---------- Supplied data

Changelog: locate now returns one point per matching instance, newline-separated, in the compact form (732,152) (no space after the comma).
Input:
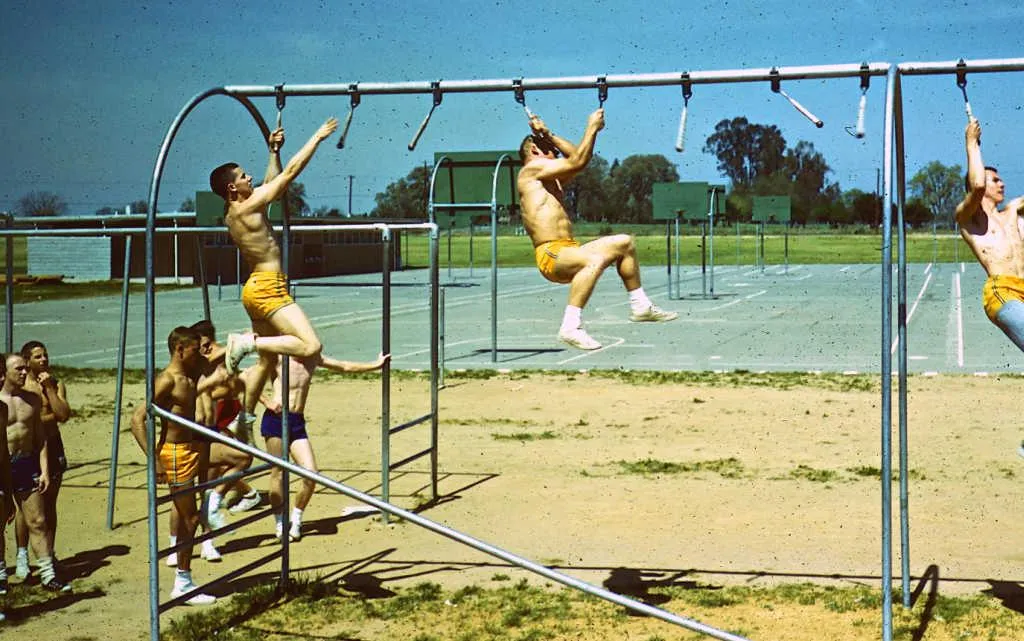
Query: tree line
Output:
(755,159)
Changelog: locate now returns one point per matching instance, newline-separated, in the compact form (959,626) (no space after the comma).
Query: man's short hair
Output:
(205,329)
(181,336)
(28,347)
(967,177)
(221,177)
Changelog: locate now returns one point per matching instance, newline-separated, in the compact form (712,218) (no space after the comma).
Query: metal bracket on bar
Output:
(687,94)
(962,83)
(520,96)
(435,88)
(353,92)
(776,86)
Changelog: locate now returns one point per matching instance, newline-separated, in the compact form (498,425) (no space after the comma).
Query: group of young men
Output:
(33,403)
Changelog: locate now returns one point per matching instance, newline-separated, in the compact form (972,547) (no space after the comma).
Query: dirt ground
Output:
(771,484)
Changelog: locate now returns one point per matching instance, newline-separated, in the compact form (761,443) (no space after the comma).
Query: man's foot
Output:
(652,314)
(56,586)
(239,346)
(210,552)
(197,599)
(249,502)
(22,569)
(578,338)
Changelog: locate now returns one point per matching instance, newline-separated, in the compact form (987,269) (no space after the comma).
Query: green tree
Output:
(406,198)
(635,179)
(41,204)
(939,188)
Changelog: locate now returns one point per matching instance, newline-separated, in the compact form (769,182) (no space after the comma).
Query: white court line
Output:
(958,310)
(913,308)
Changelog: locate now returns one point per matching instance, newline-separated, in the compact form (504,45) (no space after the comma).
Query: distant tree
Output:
(635,178)
(406,198)
(939,188)
(42,204)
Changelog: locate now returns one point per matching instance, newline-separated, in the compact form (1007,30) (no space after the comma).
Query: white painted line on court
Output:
(913,308)
(958,310)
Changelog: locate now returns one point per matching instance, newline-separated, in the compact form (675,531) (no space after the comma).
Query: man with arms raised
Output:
(280,326)
(559,257)
(29,464)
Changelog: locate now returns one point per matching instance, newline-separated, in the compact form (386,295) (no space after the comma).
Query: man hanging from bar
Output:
(559,257)
(996,238)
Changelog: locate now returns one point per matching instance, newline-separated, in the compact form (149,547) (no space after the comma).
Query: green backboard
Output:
(771,209)
(210,210)
(689,200)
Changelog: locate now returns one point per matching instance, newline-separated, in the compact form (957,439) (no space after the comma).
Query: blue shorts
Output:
(270,426)
(25,472)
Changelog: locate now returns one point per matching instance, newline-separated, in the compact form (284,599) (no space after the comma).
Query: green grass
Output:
(804,248)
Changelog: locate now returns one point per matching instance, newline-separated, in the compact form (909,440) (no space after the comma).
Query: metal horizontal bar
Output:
(459,537)
(407,425)
(951,67)
(568,82)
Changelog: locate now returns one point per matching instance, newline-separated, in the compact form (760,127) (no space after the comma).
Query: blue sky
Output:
(89,92)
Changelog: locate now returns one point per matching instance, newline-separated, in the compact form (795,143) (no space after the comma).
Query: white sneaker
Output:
(652,314)
(239,346)
(246,503)
(198,599)
(22,569)
(578,338)
(210,552)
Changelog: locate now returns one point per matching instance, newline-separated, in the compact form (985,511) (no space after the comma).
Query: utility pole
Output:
(350,177)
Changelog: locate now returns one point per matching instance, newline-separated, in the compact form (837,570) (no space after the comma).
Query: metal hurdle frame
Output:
(437,88)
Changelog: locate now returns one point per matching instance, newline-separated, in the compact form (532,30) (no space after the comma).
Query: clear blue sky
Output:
(88,93)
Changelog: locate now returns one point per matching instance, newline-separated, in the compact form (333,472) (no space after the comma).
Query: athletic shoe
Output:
(197,599)
(578,338)
(246,503)
(22,569)
(652,314)
(57,586)
(239,346)
(210,552)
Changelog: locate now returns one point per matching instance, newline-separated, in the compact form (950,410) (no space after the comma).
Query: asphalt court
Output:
(801,317)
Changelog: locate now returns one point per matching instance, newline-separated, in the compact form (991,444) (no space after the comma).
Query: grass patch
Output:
(727,468)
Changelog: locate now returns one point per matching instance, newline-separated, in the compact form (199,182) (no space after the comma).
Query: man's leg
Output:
(34,508)
(302,454)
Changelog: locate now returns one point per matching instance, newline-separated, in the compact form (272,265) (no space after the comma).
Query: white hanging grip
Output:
(681,136)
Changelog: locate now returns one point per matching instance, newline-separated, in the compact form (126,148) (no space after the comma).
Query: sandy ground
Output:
(779,488)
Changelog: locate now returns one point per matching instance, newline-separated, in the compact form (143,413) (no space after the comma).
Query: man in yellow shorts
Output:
(174,390)
(996,238)
(559,257)
(280,326)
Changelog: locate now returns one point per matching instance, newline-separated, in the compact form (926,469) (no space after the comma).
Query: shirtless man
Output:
(559,257)
(280,326)
(29,464)
(299,376)
(55,410)
(174,390)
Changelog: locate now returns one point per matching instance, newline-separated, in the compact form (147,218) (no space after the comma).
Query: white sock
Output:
(46,571)
(572,317)
(639,300)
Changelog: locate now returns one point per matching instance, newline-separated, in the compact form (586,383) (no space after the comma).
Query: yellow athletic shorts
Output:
(546,255)
(180,463)
(265,293)
(998,290)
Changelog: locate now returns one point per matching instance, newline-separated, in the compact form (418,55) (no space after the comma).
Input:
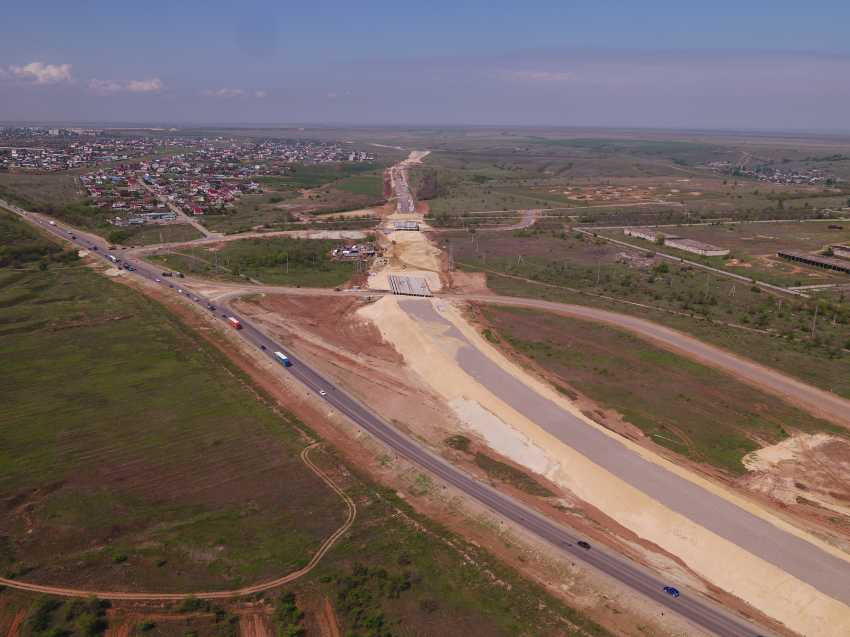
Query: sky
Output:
(688,64)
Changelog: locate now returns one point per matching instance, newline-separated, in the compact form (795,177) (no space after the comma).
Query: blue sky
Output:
(758,65)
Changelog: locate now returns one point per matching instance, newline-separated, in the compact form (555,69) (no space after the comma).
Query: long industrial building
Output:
(816,260)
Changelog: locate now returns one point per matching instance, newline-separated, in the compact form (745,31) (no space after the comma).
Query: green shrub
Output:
(146,624)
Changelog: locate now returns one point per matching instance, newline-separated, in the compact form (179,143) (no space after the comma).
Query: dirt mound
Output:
(803,469)
(327,320)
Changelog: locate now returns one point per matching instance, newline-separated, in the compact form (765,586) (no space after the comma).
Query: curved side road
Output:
(352,512)
(705,615)
(764,377)
(702,613)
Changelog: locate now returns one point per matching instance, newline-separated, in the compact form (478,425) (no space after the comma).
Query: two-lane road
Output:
(702,613)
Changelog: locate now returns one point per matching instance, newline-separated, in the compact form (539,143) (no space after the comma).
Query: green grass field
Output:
(751,322)
(683,406)
(124,435)
(266,260)
(171,233)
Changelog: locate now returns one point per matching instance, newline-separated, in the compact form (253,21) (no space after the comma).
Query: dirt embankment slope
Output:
(431,349)
(351,349)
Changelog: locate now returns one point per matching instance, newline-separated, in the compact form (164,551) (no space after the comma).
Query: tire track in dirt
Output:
(250,590)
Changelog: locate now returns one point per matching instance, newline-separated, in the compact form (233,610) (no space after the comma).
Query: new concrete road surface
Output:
(803,560)
(734,365)
(701,613)
(705,615)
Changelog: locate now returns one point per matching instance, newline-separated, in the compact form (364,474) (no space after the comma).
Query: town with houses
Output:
(64,149)
(772,174)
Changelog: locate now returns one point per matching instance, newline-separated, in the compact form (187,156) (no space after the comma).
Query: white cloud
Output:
(109,87)
(536,76)
(224,93)
(40,73)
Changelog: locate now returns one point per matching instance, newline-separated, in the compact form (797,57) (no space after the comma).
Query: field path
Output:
(70,592)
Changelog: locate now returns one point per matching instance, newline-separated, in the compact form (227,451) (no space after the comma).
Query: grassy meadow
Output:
(134,456)
(684,406)
(265,259)
(775,330)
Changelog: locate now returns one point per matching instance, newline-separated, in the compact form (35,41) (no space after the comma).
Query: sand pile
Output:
(803,470)
(414,251)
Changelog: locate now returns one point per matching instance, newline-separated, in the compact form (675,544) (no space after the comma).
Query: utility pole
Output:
(815,320)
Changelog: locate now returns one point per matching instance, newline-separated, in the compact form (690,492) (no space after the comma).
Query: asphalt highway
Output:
(705,615)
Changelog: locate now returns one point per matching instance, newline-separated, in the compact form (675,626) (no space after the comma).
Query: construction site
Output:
(743,504)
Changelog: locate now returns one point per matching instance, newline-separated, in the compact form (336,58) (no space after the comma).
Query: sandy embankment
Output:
(810,469)
(417,253)
(431,354)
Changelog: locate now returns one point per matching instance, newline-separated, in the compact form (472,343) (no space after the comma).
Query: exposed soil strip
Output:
(711,390)
(250,590)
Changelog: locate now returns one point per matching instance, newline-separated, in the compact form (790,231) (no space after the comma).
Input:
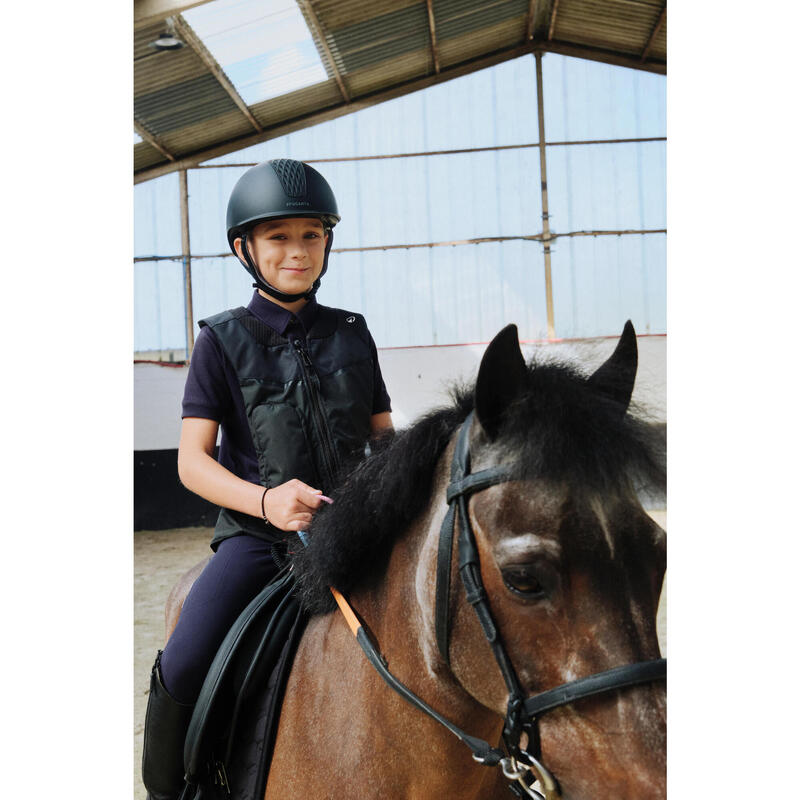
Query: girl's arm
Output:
(289,506)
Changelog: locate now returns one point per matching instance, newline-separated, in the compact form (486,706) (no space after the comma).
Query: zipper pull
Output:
(221,777)
(300,349)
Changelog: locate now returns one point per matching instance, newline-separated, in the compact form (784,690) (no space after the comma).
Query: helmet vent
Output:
(292,176)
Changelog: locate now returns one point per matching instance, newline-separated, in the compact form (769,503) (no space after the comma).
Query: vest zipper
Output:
(311,381)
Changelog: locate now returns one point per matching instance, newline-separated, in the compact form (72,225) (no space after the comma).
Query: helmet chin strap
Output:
(260,283)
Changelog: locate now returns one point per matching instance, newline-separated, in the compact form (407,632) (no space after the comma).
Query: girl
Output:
(296,389)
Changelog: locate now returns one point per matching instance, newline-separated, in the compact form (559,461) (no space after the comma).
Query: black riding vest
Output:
(308,401)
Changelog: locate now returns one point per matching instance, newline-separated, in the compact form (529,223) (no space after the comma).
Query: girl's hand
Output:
(291,505)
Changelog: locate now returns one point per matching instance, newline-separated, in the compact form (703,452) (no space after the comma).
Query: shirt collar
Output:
(279,318)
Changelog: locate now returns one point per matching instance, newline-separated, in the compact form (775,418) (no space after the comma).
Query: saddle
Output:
(232,732)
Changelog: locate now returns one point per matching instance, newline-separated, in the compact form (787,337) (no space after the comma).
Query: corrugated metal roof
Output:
(372,50)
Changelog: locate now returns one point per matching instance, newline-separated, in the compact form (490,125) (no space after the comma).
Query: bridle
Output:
(521,766)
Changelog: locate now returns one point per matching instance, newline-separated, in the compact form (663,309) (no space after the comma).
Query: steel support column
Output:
(548,277)
(187,263)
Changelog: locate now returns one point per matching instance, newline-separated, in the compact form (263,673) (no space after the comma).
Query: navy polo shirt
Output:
(212,389)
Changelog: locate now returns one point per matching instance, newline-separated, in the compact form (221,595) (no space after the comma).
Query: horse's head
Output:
(571,563)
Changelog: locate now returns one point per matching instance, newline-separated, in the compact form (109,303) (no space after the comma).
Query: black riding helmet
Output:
(278,189)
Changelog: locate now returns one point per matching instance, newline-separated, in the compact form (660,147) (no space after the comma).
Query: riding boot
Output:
(165,729)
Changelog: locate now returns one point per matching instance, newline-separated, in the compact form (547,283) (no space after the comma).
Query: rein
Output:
(522,714)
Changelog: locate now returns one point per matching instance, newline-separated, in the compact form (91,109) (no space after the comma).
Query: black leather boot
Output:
(164,734)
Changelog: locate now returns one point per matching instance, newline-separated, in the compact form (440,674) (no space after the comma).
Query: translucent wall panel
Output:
(441,295)
(398,201)
(607,186)
(599,282)
(158,319)
(157,217)
(218,284)
(466,293)
(588,100)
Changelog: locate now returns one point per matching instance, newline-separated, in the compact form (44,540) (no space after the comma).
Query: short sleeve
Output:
(207,392)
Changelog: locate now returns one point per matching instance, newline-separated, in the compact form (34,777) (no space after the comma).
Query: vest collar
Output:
(279,318)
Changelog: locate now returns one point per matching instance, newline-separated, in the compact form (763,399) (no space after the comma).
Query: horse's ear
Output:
(615,377)
(501,378)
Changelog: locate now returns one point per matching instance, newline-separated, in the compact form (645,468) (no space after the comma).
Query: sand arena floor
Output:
(160,558)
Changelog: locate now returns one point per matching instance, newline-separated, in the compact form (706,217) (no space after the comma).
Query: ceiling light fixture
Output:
(167,41)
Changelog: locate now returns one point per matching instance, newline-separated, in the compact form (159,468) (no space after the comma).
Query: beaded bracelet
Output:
(263,512)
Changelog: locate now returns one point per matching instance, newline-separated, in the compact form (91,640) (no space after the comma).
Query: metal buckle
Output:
(517,771)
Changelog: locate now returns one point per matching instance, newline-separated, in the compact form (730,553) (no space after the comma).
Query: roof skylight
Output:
(264,46)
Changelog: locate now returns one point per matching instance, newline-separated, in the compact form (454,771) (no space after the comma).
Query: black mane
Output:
(560,428)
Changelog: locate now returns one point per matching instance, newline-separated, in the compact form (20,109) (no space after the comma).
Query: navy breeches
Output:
(240,568)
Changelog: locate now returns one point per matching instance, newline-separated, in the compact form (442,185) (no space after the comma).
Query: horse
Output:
(543,467)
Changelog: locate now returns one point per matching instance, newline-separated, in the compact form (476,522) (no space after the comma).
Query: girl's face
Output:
(289,253)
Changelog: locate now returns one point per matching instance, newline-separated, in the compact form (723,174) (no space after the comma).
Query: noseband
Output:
(522,713)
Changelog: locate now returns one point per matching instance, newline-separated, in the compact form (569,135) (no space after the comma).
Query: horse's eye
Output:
(523,581)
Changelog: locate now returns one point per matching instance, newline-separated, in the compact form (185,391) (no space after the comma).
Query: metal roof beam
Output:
(146,12)
(152,140)
(656,28)
(456,71)
(553,14)
(432,27)
(185,32)
(530,26)
(321,41)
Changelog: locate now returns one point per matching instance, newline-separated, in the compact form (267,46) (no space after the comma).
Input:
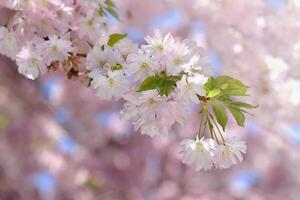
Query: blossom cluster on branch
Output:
(159,80)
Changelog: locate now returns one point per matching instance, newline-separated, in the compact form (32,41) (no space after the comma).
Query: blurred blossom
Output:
(58,141)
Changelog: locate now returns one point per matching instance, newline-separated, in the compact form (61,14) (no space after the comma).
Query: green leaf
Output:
(214,92)
(226,85)
(165,87)
(150,83)
(115,38)
(238,115)
(164,84)
(220,113)
(110,3)
(113,12)
(244,105)
(117,67)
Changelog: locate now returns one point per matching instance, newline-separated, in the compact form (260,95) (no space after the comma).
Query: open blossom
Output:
(198,153)
(29,62)
(103,56)
(113,85)
(126,47)
(189,87)
(229,153)
(152,114)
(57,49)
(205,153)
(8,43)
(140,65)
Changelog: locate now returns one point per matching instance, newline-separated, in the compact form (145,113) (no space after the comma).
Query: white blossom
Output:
(29,63)
(114,85)
(229,153)
(198,153)
(8,43)
(57,49)
(103,56)
(140,65)
(189,87)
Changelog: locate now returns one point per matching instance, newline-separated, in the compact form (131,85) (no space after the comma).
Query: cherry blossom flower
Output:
(112,85)
(229,153)
(189,87)
(29,62)
(198,153)
(57,49)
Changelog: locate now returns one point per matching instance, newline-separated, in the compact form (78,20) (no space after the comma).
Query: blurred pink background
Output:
(59,142)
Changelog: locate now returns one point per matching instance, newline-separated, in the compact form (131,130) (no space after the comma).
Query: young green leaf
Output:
(150,83)
(113,12)
(214,93)
(226,85)
(115,38)
(238,115)
(244,105)
(220,113)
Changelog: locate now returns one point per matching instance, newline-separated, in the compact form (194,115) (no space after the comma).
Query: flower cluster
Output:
(206,153)
(158,80)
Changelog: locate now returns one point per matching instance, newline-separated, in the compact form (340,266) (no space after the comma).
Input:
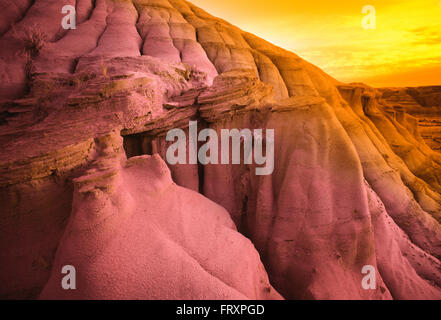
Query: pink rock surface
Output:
(356,179)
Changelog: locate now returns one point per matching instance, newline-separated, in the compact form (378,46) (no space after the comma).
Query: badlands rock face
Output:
(83,121)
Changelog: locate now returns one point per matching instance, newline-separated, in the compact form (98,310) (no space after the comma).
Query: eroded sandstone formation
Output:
(83,119)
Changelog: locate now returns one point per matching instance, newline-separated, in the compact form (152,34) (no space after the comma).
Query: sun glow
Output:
(403,50)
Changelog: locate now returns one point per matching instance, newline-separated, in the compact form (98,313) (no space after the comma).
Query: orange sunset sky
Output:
(403,50)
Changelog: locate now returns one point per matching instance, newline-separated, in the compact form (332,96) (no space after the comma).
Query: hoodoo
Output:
(355,178)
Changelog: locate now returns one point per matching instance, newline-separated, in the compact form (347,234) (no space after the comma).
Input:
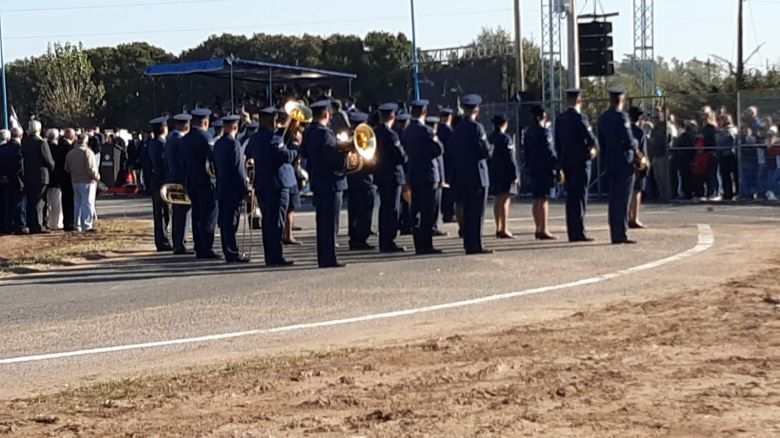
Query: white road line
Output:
(705,241)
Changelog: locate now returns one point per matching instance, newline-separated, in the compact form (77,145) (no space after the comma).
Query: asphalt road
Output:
(160,298)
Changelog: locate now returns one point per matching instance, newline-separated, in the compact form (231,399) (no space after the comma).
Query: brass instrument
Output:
(175,194)
(362,144)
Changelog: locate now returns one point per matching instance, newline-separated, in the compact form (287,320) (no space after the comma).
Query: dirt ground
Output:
(694,363)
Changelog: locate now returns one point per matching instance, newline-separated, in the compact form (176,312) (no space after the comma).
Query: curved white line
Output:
(705,242)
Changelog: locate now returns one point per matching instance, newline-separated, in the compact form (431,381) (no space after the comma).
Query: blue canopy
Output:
(247,70)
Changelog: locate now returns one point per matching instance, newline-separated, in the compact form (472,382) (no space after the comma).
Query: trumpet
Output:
(175,194)
(362,144)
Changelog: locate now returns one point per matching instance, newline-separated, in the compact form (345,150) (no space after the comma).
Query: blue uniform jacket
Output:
(156,152)
(574,139)
(423,150)
(470,151)
(196,151)
(231,169)
(541,161)
(273,161)
(617,141)
(326,163)
(390,159)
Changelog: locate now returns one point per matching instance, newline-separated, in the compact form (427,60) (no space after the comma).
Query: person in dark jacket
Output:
(38,164)
(504,174)
(542,165)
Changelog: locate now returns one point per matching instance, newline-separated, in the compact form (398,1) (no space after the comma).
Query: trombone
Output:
(362,144)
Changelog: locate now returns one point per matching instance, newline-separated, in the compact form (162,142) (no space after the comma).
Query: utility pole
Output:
(574,45)
(740,46)
(519,63)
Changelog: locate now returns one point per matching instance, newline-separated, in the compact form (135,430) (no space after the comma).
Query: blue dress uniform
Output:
(274,178)
(231,189)
(361,198)
(196,150)
(328,181)
(541,160)
(424,150)
(447,197)
(157,176)
(390,178)
(470,178)
(619,144)
(177,174)
(574,140)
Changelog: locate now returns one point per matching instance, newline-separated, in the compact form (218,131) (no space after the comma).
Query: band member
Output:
(177,174)
(274,177)
(640,184)
(161,212)
(360,198)
(424,150)
(231,187)
(196,150)
(577,147)
(328,180)
(389,177)
(616,138)
(445,133)
(504,174)
(542,164)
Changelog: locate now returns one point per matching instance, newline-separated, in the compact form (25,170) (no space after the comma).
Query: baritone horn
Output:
(175,194)
(362,144)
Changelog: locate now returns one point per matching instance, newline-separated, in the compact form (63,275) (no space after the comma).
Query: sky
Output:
(684,28)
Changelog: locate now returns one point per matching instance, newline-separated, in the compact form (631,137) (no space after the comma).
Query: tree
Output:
(67,94)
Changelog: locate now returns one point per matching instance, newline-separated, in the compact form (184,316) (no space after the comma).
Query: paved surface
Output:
(159,297)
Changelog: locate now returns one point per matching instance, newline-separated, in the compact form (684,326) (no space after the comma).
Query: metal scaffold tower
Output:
(644,51)
(553,16)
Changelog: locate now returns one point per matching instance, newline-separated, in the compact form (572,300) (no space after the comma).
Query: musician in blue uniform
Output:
(447,199)
(197,153)
(634,114)
(423,149)
(361,195)
(504,174)
(577,147)
(541,162)
(274,177)
(177,174)
(618,144)
(470,177)
(328,180)
(232,187)
(389,177)
(161,212)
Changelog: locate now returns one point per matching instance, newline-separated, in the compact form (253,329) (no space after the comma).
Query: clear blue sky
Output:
(684,28)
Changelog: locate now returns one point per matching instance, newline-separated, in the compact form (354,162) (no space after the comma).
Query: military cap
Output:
(389,107)
(471,100)
(159,121)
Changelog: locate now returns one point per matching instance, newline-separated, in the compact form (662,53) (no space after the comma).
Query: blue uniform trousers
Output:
(360,209)
(389,214)
(621,187)
(576,185)
(229,216)
(473,201)
(274,205)
(204,218)
(423,216)
(328,208)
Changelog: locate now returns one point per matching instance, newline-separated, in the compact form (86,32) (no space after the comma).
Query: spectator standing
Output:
(80,164)
(38,163)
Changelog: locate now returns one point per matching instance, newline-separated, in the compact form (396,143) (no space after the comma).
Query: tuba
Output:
(362,143)
(175,194)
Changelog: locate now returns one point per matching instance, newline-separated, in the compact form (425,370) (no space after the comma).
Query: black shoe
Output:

--------------------

> [Work item] Search the material for the word "collar" and copy every matching line.

> [Exercise response]
Query: shirt collar
Query: vest collar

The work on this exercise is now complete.